▼

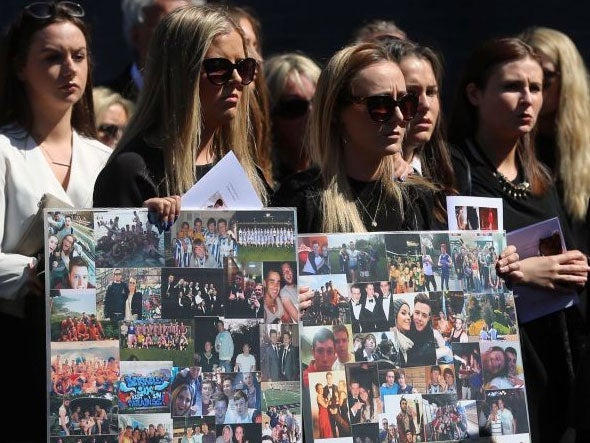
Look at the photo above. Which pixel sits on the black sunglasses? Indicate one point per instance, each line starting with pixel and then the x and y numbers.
pixel 382 107
pixel 110 130
pixel 220 70
pixel 45 10
pixel 291 108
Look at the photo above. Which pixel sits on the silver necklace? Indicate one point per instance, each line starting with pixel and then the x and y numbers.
pixel 374 217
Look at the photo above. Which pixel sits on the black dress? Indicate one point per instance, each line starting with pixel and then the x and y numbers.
pixel 548 357
pixel 302 191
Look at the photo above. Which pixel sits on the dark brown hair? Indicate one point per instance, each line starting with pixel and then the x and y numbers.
pixel 16 43
pixel 464 121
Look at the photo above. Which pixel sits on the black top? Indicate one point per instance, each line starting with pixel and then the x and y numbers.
pixel 549 343
pixel 302 190
pixel 518 212
pixel 546 149
pixel 135 174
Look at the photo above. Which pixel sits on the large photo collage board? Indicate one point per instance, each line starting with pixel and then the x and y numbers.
pixel 411 337
pixel 187 334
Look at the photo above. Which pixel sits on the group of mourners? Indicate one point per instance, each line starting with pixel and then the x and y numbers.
pixel 370 152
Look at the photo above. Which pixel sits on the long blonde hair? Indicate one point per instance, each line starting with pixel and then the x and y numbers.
pixel 572 128
pixel 340 213
pixel 168 112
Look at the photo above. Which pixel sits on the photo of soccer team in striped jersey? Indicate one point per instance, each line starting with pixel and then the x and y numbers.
pixel 165 332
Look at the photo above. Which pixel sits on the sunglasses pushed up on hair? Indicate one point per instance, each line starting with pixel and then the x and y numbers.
pixel 45 10
pixel 220 70
pixel 381 108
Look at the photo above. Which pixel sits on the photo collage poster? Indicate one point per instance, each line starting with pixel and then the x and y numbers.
pixel 161 335
pixel 410 337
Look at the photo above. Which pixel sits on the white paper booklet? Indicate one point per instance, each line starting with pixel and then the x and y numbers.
pixel 226 185
pixel 475 213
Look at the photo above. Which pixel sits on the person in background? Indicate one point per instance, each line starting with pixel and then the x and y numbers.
pixel 360 113
pixel 291 79
pixel 140 18
pixel 499 98
pixel 194 112
pixel 112 112
pixel 378 30
pixel 47 145
pixel 259 137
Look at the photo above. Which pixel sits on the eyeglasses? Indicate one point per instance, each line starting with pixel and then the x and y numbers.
pixel 45 10
pixel 111 130
pixel 220 70
pixel 382 107
pixel 291 108
pixel 548 77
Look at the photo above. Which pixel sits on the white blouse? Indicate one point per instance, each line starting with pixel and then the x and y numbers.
pixel 25 175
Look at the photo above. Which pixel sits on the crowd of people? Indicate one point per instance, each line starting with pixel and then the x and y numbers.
pixel 376 156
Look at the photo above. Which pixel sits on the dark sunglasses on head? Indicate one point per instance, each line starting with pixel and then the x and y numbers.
pixel 291 108
pixel 382 107
pixel 110 130
pixel 220 70
pixel 45 10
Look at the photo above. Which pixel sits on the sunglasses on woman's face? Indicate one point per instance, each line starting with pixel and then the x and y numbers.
pixel 291 108
pixel 45 10
pixel 381 108
pixel 220 70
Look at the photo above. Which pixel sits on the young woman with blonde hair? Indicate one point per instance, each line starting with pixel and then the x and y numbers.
pixel 499 98
pixel 563 144
pixel 291 79
pixel 192 111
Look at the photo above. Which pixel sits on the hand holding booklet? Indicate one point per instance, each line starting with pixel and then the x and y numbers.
pixel 543 238
pixel 226 185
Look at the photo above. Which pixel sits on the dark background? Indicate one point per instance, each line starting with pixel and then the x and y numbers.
pixel 318 28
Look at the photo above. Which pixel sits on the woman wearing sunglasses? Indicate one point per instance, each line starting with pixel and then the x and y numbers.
pixel 357 124
pixel 291 80
pixel 47 145
pixel 192 110
pixel 500 96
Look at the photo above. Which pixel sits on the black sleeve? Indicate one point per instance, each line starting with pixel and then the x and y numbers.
pixel 124 183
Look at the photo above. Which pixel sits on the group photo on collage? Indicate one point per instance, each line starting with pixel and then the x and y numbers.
pixel 346 308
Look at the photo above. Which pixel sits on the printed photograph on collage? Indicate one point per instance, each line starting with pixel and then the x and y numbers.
pixel 187 332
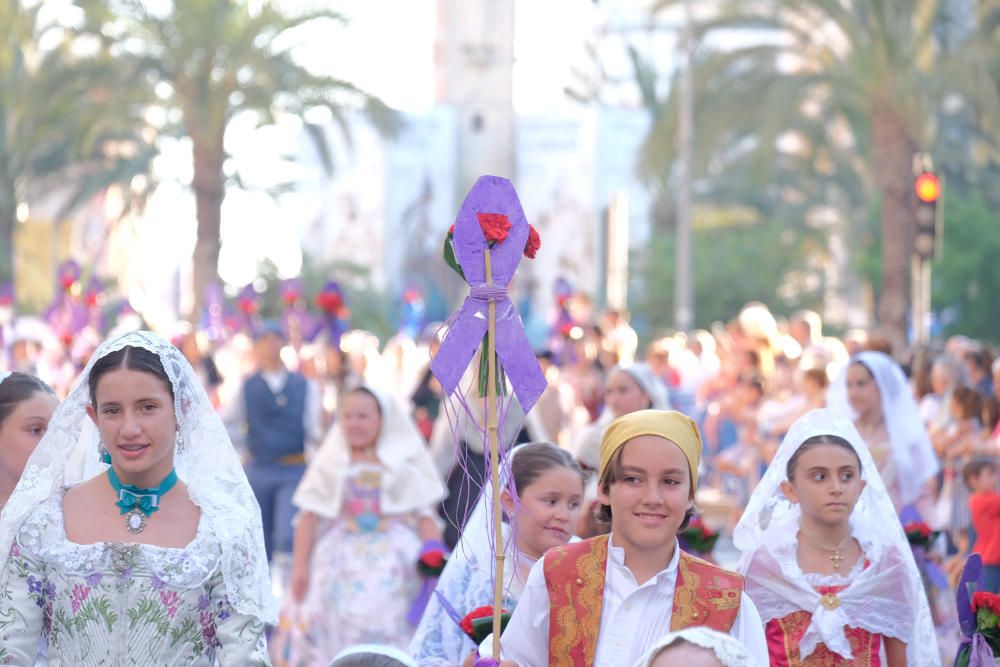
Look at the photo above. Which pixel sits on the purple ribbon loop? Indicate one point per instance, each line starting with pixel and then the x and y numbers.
pixel 490 194
pixel 980 655
pixel 420 603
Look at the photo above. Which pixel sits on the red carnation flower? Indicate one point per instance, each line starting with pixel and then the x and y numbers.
pixel 495 226
pixel 478 612
pixel 533 244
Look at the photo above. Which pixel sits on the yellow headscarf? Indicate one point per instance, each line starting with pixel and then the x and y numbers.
pixel 676 427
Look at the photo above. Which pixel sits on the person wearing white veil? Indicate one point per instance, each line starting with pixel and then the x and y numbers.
pixel 543 492
pixel 627 389
pixel 697 647
pixel 874 393
pixel 812 506
pixel 366 503
pixel 155 559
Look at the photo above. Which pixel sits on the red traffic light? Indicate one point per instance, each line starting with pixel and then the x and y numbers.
pixel 928 187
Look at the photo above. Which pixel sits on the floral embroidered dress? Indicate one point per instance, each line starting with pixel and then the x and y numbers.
pixel 119 604
pixel 363 579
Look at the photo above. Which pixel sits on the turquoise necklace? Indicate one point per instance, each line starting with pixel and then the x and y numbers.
pixel 138 503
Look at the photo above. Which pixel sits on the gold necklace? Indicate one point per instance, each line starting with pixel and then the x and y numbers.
pixel 835 552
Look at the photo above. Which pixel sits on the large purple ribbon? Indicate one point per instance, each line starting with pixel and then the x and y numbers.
pixel 980 655
pixel 490 194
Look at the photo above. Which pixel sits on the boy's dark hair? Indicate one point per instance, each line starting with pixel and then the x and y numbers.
pixel 816 441
pixel 614 473
pixel 366 660
pixel 133 359
pixel 968 401
pixel 974 468
pixel 817 375
pixel 19 387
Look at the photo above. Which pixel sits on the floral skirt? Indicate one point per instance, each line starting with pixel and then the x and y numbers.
pixel 360 588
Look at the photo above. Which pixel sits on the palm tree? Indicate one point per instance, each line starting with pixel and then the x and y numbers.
pixel 210 60
pixel 828 80
pixel 60 124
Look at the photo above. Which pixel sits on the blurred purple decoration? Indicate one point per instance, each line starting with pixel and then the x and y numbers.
pixel 6 311
pixel 333 314
pixel 490 194
pixel 248 303
pixel 213 315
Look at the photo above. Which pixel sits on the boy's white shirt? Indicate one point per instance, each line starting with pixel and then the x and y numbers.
pixel 627 627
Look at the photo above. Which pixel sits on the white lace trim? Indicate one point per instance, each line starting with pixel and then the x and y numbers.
pixel 43 536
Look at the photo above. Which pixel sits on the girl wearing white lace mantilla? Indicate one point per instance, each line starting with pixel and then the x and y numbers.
pixel 826 560
pixel 365 505
pixel 155 559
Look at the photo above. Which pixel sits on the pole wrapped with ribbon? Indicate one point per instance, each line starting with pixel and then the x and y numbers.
pixel 485 247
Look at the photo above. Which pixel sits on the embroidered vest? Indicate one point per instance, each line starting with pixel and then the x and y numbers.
pixel 274 421
pixel 574 575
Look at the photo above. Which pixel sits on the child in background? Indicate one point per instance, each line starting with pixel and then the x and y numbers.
pixel 984 505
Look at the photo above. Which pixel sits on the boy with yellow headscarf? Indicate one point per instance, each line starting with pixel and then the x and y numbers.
pixel 604 601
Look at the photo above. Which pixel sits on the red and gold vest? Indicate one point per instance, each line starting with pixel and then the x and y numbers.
pixel 574 575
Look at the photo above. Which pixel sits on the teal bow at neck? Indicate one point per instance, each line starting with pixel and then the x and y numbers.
pixel 132 497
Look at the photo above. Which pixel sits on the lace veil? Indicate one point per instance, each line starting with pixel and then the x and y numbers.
pixel 887 597
pixel 205 460
pixel 728 651
pixel 912 452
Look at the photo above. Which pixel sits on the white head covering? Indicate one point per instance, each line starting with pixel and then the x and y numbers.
pixel 207 464
pixel 410 482
pixel 587 445
pixel 886 598
pixel 651 385
pixel 377 649
pixel 727 649
pixel 912 451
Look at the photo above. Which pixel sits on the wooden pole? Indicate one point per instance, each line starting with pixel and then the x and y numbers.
pixel 494 443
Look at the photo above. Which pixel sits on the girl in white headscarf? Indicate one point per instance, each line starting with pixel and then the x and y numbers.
pixel 875 394
pixel 157 556
pixel 26 405
pixel 825 558
pixel 366 503
pixel 697 647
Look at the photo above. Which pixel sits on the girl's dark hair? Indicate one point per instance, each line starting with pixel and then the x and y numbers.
pixel 814 442
pixel 368 392
pixel 133 359
pixel 968 401
pixel 536 458
pixel 19 387
pixel 615 473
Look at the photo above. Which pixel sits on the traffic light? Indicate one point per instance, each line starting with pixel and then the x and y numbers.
pixel 928 190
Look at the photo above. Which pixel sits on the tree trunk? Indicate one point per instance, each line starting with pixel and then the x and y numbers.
pixel 893 148
pixel 209 191
pixel 8 216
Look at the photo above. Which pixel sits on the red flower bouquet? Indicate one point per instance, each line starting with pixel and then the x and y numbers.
pixel 986 607
pixel 919 534
pixel 478 623
pixel 698 537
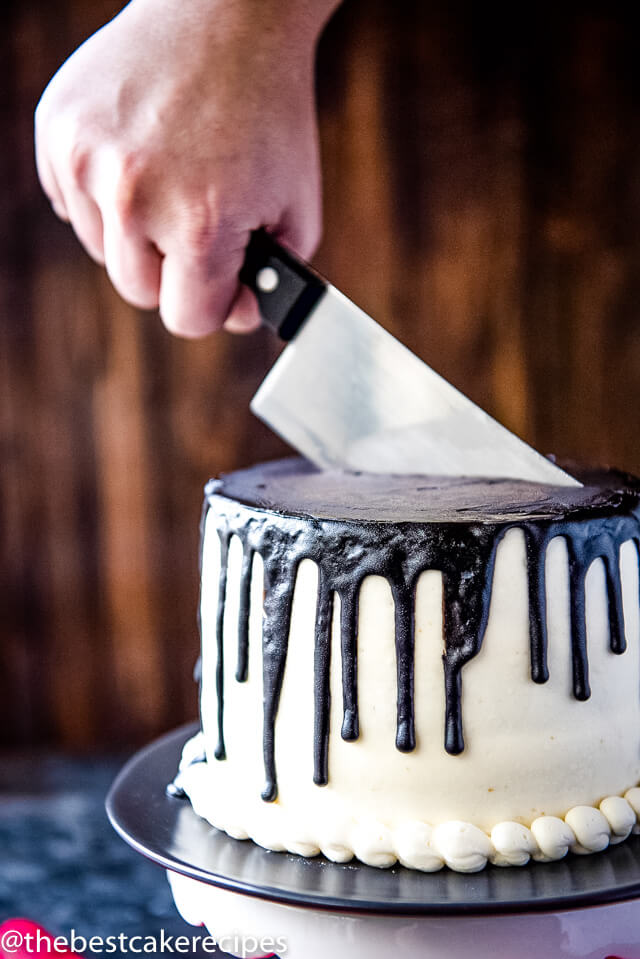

▲

§ Problem to solve: Retype the data above word for word, starting at the line that contains "the red traffic" and ending at the line that contains "pixel 928 187", with both of those lines included.

§ Exercise answer:
Look at the photo above. Which pixel sits on the red traffic light? Indicate one point per instance, each line starting with pixel and then the x and y numbers.
pixel 928 187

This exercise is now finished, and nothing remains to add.